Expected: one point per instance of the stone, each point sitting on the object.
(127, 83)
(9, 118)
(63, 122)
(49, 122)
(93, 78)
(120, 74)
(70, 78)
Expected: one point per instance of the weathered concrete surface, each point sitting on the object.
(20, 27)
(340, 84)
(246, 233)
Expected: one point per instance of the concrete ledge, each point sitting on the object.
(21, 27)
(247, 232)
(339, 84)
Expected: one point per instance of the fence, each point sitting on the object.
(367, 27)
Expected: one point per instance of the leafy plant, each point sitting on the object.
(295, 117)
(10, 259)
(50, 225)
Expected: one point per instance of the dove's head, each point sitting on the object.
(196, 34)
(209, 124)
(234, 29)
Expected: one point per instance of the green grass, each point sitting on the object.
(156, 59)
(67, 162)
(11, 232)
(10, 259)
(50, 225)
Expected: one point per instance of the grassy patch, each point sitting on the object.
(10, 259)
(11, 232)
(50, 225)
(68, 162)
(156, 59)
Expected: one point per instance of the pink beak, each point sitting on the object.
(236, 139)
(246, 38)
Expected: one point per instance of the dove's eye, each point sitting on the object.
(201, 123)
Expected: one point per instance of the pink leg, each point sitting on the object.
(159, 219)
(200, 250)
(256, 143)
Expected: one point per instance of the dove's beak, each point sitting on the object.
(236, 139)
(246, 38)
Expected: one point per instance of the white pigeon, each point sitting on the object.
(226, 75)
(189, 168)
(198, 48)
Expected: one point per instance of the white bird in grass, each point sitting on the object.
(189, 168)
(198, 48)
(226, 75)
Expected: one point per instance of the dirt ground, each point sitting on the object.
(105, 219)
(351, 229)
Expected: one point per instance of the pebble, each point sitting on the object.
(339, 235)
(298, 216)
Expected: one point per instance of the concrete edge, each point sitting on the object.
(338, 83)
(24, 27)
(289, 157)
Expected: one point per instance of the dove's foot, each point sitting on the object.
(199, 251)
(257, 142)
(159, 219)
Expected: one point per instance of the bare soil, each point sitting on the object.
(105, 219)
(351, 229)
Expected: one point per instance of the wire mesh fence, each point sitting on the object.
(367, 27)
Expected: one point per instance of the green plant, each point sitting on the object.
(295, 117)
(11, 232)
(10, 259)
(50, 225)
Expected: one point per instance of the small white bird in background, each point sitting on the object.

——

§ JOB:
Present as a numbered list the lines of the material that begin with the line containing "Expected: one point per instance of the wire" and run through the end of the material, omitting any blank lines.

§ EXERCISE ANSWER:
1. Expected: one point per instance of the wire mesh fence, each point sitting on the object.
2. (367, 27)
3. Expected: one point per instance of the green plant, each point sitting on the object.
4. (295, 117)
5. (11, 232)
6. (10, 259)
7. (50, 225)
8. Expected: one point per instance of the small white bird in background, each point sitting on the object.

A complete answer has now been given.